* _引用文_:
2025年、米国と西欧の仲違いが明らかになっている。それは多くの分野にわたっているが、ウクライナ紛争に関して最も顕著である。
Vladimir Mashin
New Eastern Outlook
March 23, 2025
米国は即時停戦と和平合意の締結を主張している。一方、欧州はバイデン前大統領の路線を引き継ぎ、敵対行為を継続し、和平協議を妨害しようとしている。
3月12日、米国は鉄鋼とアルミニウムに25%の関税を課した。EUは、2025年4月1日より80億ユーロ相当の米国からの輸入品に懲罰関税を課し、4月中旬からはさらに180億ユーロの追加関税を課すと発表した。
同盟国同士の貿易戦争はエスカレートしている。欧州連合(EU)のGDPは、英国、ノルウェー、スイスと合わせると24兆5000億ドルに達し、米国のGDP29兆ドルに匹敵する。
西洋の2大構成要素の相互依存関係は深刻である。トランプ大統領が欧州大陸への攻撃を開始したのは、2024年に欧州が2000億ドルの貿易黒字を計上したからだ。同時に、米国はEUに1000億ユーロ相当のサービスを輸出している。
英国の雑誌『エコノミスト』は2025年3月13日、次のように指摘した。ヨーロッパには米国に影響を与える多くの手段がある。例えば、ヨーロッパには世界最大の商品取引業者が存在する(スイスだけでも約900社)。世界の貿易におけるヨーロッパのシェアは、石油で35%、金属で60%、穀物で50%、砂糖で40%と推定されている。

* _作業指示_:
a) 引用文のうち「3月12日、米国は」で始まる段落を、主要な事実を残したまま箇条書きに書き換えよ。
b) 次の(i)〜(iii)が引用文の内容と一致するかを、それぞれ「はい」か「いいえ」で答え、判断の根拠となる引用文の語句をそのまま引け。(i) EUのGDPは、英国、ノルウェー、スイスと合わせると米国のGDPを上回る。(ii) 欧州は2024年に2000億ドルの貿易黒字を計上した。(iii) スイスには約900社の商品取引業者がある。
c) 米欧の対立を論じた引用文を、最後の文の次から書き継げ。
この後に置かれた資料は、引用文とは関係のない独立したものである。

* _表示データ_:
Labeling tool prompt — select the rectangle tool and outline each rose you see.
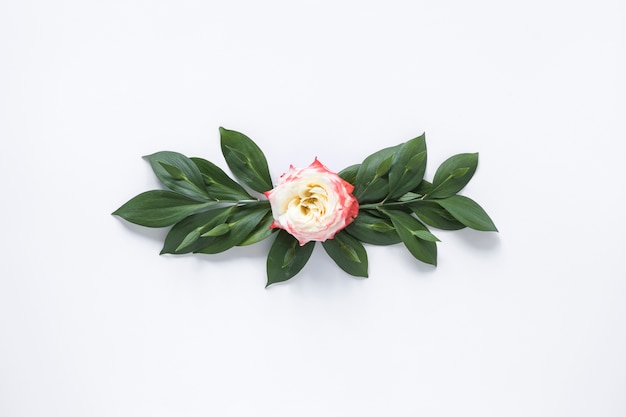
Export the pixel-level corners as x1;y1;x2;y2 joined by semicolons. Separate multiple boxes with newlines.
264;158;359;245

* _期待される出力_:
a)
- 3月12日、米国が鉄鋼とアルミニウムに25%の関税を課した。
- EUは、2025年4月1日から80億ユーロ相当の米国からの輸入品に懲罰関税を課すと発表した。
- EUは、4月中旬からさらに180億ユーロの追加関税を課すとも発表した。

b)
(i) いいえ。「24兆5000億ドルに達し、米国のGDP29兆ドルに匹敵する」
(ii) はい。「2024年に欧州が2000億ドルの貿易黒字を計上した」
(iii) はい。「スイスだけでも約900社」

c)
コンテナ船の最大手はヨーロッパ企業であり、ギリシャ企業は貨物容量ベースで、石油タンカーの30%以上、LNG船の5分の1以上を所有している。ブローカー、引受保険会社、再保険会社のネットワークにより、ロンドンは世界の海上および海洋エネルギー保険の40%以上を提供している。
困難を伴う「米国と西欧の離婚」
5万人以上の米兵がドイツに駐留しており、ラムシュタインという大規模な空軍基地は、長年にわたりアフガニスタン、パキスタン、ソマリア、イエメンに対する無人機攻撃の司令塔となっている。 ランストゥール病院では、イラクとアフガニスタンで負傷した9万5千人の米兵が治療を受けている。 ドイツにおける米国の活動の少なくとも40%は、世界の他の地域での作戦支援に焦点を当てていると推定されている。例えば、2011年にオサマ・ビン・ラディンを殺害した米軍特殊部隊は、ラムシュタインを経由してパキスタンへ飛んだ。
英国はファイブ・アイズ(FVEY)のメンバーであり、この枠組みの中で米国、オーストラリア、英国、カナダ、ニュージーランドが傍受メッセージを含む諜報データの収集と交換を行っている。米国は諜報データの約80%を生成している。
しかし、この同盟の存在は疑問視されている。カナダが脱退する可能性が現在議論されているからだ。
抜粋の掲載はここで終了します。